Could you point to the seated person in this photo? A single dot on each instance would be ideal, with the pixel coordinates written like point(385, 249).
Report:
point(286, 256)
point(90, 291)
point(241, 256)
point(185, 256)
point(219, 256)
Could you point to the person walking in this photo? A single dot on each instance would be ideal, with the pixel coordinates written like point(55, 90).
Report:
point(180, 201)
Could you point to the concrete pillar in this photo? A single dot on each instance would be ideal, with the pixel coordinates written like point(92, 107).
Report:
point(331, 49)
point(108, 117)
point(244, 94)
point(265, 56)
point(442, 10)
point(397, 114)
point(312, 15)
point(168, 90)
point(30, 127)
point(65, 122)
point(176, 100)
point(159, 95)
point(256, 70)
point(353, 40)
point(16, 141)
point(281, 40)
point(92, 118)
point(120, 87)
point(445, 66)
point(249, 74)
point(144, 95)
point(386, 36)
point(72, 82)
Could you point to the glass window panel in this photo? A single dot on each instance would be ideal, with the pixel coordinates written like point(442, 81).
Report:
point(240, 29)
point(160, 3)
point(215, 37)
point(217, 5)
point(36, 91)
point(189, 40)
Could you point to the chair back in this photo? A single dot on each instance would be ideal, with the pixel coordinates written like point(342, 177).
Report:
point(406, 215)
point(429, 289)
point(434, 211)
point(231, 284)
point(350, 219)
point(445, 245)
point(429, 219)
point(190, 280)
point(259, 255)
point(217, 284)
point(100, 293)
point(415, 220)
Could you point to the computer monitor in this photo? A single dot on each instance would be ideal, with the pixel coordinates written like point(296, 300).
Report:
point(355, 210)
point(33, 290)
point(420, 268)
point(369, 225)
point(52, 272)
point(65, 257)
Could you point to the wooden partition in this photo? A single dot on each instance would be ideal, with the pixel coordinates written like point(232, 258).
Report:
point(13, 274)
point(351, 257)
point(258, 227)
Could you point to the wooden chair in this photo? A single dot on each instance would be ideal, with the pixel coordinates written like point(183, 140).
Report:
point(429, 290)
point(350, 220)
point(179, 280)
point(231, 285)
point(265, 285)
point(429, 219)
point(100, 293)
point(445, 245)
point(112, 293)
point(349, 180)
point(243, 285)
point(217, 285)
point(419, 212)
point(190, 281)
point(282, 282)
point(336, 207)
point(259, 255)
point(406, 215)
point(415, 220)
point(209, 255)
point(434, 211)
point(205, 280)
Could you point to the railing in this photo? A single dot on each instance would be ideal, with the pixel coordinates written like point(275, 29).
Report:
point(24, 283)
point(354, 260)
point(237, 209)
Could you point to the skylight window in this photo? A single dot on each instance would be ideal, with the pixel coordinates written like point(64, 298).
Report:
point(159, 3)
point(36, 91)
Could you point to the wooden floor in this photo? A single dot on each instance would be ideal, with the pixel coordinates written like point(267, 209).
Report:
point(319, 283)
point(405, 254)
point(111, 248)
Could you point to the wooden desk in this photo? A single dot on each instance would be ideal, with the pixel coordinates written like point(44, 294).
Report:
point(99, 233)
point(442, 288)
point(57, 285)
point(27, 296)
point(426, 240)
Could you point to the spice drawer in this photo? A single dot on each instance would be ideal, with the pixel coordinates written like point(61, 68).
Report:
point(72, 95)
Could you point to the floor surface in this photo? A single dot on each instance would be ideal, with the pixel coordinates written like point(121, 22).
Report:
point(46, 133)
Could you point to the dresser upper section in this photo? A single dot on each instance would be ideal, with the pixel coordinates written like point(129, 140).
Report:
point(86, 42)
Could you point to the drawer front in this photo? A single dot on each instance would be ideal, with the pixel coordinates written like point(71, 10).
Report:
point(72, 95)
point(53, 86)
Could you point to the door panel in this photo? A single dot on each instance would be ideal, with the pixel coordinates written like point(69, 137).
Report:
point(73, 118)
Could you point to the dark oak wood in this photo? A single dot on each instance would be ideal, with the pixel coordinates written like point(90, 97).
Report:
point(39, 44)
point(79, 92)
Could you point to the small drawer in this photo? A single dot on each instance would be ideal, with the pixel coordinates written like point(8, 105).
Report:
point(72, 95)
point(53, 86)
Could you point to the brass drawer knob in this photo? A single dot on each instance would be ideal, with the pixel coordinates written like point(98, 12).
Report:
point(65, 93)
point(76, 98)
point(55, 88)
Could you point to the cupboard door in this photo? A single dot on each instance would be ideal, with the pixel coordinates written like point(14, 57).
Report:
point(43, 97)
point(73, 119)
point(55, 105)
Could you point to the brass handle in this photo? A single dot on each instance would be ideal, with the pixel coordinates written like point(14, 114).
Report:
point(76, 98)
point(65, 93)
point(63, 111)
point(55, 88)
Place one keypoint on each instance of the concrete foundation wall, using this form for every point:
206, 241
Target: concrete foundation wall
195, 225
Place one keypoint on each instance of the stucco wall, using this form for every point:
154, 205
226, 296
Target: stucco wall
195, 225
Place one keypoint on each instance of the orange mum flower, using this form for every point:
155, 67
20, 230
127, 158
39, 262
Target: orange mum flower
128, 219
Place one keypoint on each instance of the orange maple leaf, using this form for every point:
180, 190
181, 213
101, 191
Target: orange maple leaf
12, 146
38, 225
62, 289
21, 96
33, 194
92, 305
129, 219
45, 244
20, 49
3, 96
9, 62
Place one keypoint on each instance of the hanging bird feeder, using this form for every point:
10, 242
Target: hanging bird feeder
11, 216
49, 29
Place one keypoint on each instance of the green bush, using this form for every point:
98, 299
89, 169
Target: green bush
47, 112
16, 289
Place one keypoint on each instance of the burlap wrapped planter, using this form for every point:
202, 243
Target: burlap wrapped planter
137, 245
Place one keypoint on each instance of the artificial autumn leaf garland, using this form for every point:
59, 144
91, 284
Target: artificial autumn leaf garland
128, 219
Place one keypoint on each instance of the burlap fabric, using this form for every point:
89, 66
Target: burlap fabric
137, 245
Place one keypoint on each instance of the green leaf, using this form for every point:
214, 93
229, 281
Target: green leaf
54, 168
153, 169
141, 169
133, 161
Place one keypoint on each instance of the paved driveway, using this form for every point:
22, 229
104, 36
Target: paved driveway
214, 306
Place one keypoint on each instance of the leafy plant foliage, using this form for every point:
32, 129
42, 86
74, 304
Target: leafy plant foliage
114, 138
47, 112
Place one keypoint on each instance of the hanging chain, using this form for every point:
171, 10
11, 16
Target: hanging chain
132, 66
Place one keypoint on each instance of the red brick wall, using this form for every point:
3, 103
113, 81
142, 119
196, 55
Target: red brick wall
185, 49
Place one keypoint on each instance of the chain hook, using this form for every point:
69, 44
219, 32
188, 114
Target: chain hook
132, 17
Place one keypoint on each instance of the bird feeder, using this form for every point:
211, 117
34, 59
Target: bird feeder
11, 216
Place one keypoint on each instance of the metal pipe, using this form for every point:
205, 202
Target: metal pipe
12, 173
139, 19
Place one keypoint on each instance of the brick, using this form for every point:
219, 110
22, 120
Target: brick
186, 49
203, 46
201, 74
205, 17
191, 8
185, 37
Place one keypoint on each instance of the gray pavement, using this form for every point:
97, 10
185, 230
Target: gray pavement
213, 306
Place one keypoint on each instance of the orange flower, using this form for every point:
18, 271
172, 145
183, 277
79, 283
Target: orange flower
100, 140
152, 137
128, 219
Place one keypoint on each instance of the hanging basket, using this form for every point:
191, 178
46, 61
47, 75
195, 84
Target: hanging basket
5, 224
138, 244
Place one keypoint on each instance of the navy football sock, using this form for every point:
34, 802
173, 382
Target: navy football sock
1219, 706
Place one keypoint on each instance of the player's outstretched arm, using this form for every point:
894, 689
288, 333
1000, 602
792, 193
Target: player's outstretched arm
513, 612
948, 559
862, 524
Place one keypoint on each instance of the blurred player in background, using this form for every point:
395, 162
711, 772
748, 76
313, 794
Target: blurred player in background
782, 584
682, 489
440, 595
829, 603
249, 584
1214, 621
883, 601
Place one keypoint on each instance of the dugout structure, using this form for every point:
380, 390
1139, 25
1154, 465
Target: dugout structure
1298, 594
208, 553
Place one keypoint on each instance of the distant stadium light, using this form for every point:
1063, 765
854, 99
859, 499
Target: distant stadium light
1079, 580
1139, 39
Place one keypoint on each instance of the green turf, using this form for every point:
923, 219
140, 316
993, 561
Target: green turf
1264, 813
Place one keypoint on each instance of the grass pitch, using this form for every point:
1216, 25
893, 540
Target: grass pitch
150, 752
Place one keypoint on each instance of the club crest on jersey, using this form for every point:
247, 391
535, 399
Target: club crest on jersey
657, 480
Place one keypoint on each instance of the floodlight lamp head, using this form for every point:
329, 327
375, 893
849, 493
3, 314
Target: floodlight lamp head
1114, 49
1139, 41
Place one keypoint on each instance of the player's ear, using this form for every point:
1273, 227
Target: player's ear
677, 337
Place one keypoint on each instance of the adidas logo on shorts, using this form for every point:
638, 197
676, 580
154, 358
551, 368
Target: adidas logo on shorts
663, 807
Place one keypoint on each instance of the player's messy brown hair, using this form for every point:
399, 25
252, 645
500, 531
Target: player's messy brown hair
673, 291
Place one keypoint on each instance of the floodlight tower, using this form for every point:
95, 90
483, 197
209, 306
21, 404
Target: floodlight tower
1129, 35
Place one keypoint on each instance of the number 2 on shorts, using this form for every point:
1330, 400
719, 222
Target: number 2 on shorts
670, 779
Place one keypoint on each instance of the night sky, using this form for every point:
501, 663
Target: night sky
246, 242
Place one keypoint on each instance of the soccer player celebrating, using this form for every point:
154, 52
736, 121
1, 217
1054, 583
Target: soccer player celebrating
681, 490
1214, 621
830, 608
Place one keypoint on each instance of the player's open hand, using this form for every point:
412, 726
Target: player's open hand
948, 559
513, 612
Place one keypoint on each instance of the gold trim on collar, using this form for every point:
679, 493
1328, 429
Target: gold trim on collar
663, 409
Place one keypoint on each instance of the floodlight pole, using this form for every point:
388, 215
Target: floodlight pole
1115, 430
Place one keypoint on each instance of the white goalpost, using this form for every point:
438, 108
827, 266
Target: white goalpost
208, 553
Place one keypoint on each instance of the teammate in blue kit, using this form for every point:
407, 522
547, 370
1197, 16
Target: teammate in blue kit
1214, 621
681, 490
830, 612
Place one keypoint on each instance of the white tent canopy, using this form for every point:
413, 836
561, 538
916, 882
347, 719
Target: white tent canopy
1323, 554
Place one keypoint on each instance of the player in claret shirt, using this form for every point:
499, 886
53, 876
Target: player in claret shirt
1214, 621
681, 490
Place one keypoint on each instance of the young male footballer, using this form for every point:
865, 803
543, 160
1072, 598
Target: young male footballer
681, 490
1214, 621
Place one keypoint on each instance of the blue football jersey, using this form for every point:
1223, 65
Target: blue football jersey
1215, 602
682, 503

☆ ☆ ☆

Activity. The reply should hold only the lines from the beginning of the listing above through the line with "Could you point to the wooden chair", each one written exactly as it appears.

Finished exercise.
Could you point to the seated person in this photo? A single dot on each instance would be ideal, with the pixel coordinates written like point(385, 249).
Report:
point(286, 256)
point(90, 291)
point(241, 256)
point(185, 256)
point(219, 256)
Could you point to the person walking in this photo? A single dot on each instance would be ideal, with the pixel coordinates written like point(55, 90).
Report:
point(180, 201)
Could you point to the concrete pillar in this photo? A single dot on each instance would be ideal, with the pixel coordinates written like point(92, 107).
Report:
point(331, 49)
point(108, 117)
point(244, 94)
point(265, 56)
point(442, 10)
point(397, 114)
point(312, 15)
point(168, 90)
point(30, 127)
point(65, 122)
point(176, 100)
point(159, 95)
point(256, 70)
point(353, 40)
point(16, 141)
point(281, 40)
point(92, 118)
point(120, 87)
point(445, 66)
point(249, 74)
point(144, 95)
point(386, 36)
point(72, 82)
Could you point to the glass window panel in this photo? A single dot on each instance would be ideal, with the pixel coordinates written like point(442, 81).
Report:
point(240, 29)
point(160, 3)
point(215, 37)
point(217, 5)
point(36, 91)
point(189, 40)
Could you point to the chair back in this photo? A single dot on each instance would be ideal, with the pixel coordinates written like point(342, 177).
Report:
point(406, 215)
point(429, 289)
point(434, 211)
point(231, 284)
point(350, 219)
point(445, 245)
point(429, 219)
point(190, 280)
point(259, 255)
point(217, 284)
point(100, 293)
point(415, 220)
Could you point to the computer monitor in this photo? A single dot on each instance would be ideal, with the pixel coordinates written like point(296, 300).
Report:
point(355, 210)
point(33, 290)
point(420, 268)
point(369, 225)
point(52, 272)
point(65, 257)
Could you point to the wooden partition in this photo? A single dot on each instance would be ideal, with the pixel coordinates written like point(232, 258).
Report:
point(13, 274)
point(351, 257)
point(258, 227)
Could you point to the wooden chair in this photo? A single dot on each instance would be ideal, with the pixel coordinates written like point(183, 140).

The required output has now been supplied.